*What to work on:* Write out the data exactly, every line included.

*Exercise materials:*
══════════════════════════════
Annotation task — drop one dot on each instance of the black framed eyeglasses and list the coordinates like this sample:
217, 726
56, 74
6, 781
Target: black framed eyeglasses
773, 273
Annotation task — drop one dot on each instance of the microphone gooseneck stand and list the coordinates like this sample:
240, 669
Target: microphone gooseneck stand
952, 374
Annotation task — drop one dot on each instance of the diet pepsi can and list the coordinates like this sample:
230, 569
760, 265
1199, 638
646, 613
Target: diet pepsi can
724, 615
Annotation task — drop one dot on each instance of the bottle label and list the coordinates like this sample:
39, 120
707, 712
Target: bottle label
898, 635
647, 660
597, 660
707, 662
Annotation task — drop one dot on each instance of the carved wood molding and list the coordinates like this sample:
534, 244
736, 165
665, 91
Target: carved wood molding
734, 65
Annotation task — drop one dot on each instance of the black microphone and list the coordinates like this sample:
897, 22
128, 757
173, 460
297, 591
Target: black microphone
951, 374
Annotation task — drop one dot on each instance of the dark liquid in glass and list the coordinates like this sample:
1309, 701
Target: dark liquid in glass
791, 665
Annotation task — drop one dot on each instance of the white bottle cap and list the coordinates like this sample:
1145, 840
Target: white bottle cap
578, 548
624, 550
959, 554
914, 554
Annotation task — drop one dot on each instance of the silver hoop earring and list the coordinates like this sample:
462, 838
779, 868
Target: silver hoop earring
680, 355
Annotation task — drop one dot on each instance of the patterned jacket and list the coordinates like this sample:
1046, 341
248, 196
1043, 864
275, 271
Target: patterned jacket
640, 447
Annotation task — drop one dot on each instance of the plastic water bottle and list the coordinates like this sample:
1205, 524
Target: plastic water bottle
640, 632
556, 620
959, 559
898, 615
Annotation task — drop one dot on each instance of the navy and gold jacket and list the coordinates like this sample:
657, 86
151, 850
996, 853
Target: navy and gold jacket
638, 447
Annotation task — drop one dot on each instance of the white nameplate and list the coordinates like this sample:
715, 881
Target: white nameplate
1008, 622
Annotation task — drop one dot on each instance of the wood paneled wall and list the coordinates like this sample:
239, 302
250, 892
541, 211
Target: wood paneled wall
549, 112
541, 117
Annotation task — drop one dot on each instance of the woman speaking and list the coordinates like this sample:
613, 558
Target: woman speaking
══════════════════════════════
*Result for this exercise:*
Annotation task — drop one dot on each instance of the black framed eyeglasses and list the coordinates like this sample:
217, 726
56, 74
6, 781
Target: black framed eyeglasses
773, 273
Annotation task — drop one dot on each instance of the microphone gooseneck stand and list the coordinates like this sample:
240, 669
Target: microphone gooseneck stand
952, 374
Annotation task — drop one dot on each instance of the diet pepsi can and list the coordinates like this sample:
230, 569
760, 265
1199, 638
646, 613
Target: diet pepsi can
724, 615
Annotation task — drop one dot on each instance of the bottle label and list the coordinates like this sample:
39, 120
707, 712
Target: bottle label
898, 635
647, 660
597, 660
707, 662
Annotation task — drop one dot on each instance of the carved wood molding and list the coordinates like this sample:
534, 244
736, 165
665, 91
Target: carved wood molding
734, 65
Annotation task — drop one dot on each instance of the black microphone and list the coordinates like this sample:
897, 22
128, 757
173, 460
297, 591
Target: black microphone
951, 374
Annotation task — drop one dot on each instance of the dark liquid in glass and list the coordinates like this sample:
1309, 701
Target: dark liquid in glass
791, 665
Annotation task — drop one dot on each instance of the white bottle cap and list the coordinates like this sample:
1145, 840
Target: white bottle cap
578, 548
624, 550
959, 554
914, 554
Annotation task — drop one dot on each instance of the silver hoop earring and list the coordinates like this sample:
462, 838
779, 868
Target: silver hoop earring
680, 355
Annotation task — drop one dot on each instance of the patterned jacket and list the coordinates like this sample:
1046, 341
248, 196
1043, 864
275, 271
Target: patterned jacket
640, 447
Annotation task — drop one dot on each instance of the plastic water bottle and list the coordinates like this sample:
1205, 524
Target: plastic water bottle
640, 632
556, 620
959, 559
898, 615
Annotation task — drop one dot on each instance of the navy and gold jacket and list the coordinates like this sample:
657, 86
151, 850
996, 853
Target: navy and gold jacket
638, 447
Annotation task — drop one dot on each instance of the white nameplate and list the coordinates like this sample:
715, 881
Target: white nameplate
1008, 622
Annotation task — drop one dot on each instance of the wood paneled wall and list the coordinates like this sample:
239, 302
250, 892
541, 211
Target: wood paneled wall
549, 112
541, 117
Annotation task — drop one dot on each instance of the woman speaking and list the coordinates like this sample:
613, 558
Target: woman speaking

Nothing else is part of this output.